TASK PROMPT:
Reproduce the material from its beginning through the line containing "[518,173,682,225]", inclusive, switching "screenshot" to "photo" and keeping everything else unchanged. Leave the pictures out of your answer.

LISTING:
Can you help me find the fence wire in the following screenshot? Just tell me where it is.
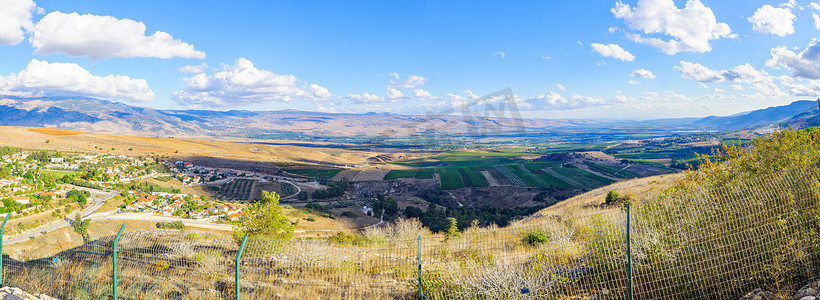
[3,169,820,299]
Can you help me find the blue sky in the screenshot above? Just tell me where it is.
[0,0,820,119]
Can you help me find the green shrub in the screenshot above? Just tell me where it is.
[604,191,621,205]
[157,221,185,230]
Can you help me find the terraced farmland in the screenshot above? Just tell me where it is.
[586,162,640,179]
[282,168,342,179]
[439,168,464,190]
[543,168,615,189]
[493,166,527,186]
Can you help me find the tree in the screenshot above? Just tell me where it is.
[444,218,459,240]
[604,191,621,204]
[233,191,296,246]
[71,213,91,243]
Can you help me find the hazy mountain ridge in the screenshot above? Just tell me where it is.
[0,96,818,137]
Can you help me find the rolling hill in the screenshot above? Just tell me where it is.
[0,96,817,142]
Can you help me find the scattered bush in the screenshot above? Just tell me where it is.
[604,191,621,205]
[157,221,185,230]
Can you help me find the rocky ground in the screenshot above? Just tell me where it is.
[0,287,57,300]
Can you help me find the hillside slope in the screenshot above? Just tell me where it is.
[0,126,378,164]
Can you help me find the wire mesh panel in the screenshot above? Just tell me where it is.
[241,239,417,299]
[421,211,626,299]
[633,170,820,299]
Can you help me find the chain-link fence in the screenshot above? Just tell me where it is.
[3,166,820,299]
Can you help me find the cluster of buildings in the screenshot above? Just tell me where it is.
[0,151,37,170]
[161,160,235,184]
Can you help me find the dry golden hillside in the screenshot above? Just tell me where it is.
[0,126,379,164]
[518,173,682,225]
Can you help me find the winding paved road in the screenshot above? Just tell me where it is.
[3,186,119,245]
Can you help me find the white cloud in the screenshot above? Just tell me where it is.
[386,88,404,100]
[630,69,655,79]
[0,0,36,45]
[29,11,205,60]
[590,43,635,61]
[766,40,820,79]
[0,59,155,102]
[345,93,381,103]
[746,4,795,36]
[674,61,723,82]
[177,63,210,74]
[780,0,797,9]
[173,58,333,107]
[811,12,820,30]
[389,73,427,89]
[674,61,771,83]
[777,75,820,97]
[611,0,733,55]
[413,89,438,99]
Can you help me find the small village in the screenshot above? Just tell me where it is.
[119,191,245,221]
[0,148,246,222]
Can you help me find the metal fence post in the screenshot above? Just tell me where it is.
[419,234,427,300]
[626,203,633,300]
[234,234,248,300]
[0,213,11,287]
[111,224,125,300]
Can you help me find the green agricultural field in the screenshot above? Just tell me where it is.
[40,169,80,177]
[439,168,464,190]
[544,168,615,190]
[507,165,547,187]
[416,169,436,179]
[586,162,639,179]
[384,170,418,180]
[458,167,490,187]
[394,151,525,167]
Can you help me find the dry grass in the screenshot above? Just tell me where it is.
[0,126,378,164]
[521,173,682,225]
[27,127,83,136]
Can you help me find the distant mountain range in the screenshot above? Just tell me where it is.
[0,96,820,140]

SOLUTION BELOW:
Can you help me find the fence wire in the following photo? Just tell me where it is.
[3,169,820,299]
Can you help me find the blue sky in the photo above? Just tell me where it is.
[0,0,820,119]
Can you help me find the green shrub in the photo above? Just tell me where it is.
[604,191,621,205]
[157,221,185,230]
Can you help me find the terraced farmland in the photo above? Just tell me where it is.
[586,162,640,179]
[282,168,342,179]
[439,168,464,190]
[543,168,615,189]
[493,166,527,186]
Can you help me find the tree in the photo above? Just tell me where it is.
[444,218,459,240]
[604,191,621,204]
[233,191,296,246]
[71,213,91,243]
Can you help me find the hazy mountain ridge in the photo above? Just tell me where it is.
[0,96,818,137]
Can you help me find the rolling hill in the photo above? Just tell me where it is.
[0,96,817,142]
Can you help me find the scattered bush in the photo above? Just tell me where it is.
[604,191,621,205]
[157,221,185,230]
Can you help me find the rocky ground in the photo above? Just tell me where it is.
[0,287,57,300]
Can you help me find the hillside slope in the photo above? Just tell me where it is.
[0,126,378,164]
Can you help me find the wire mesh panel in the photo above? Just tell me where it is.
[241,239,417,299]
[421,211,626,299]
[633,170,820,299]
Can you help me find the chain-link fence in the photo above? Just tell me where it is.
[3,166,820,299]
Can you help me find the cluster of buildings in the photo above? Just tell me where it is.
[0,151,37,170]
[161,160,235,184]
Can you help me find the dry golden hillside in the photo above? Just tell me where it is.
[0,126,379,164]
[518,173,682,225]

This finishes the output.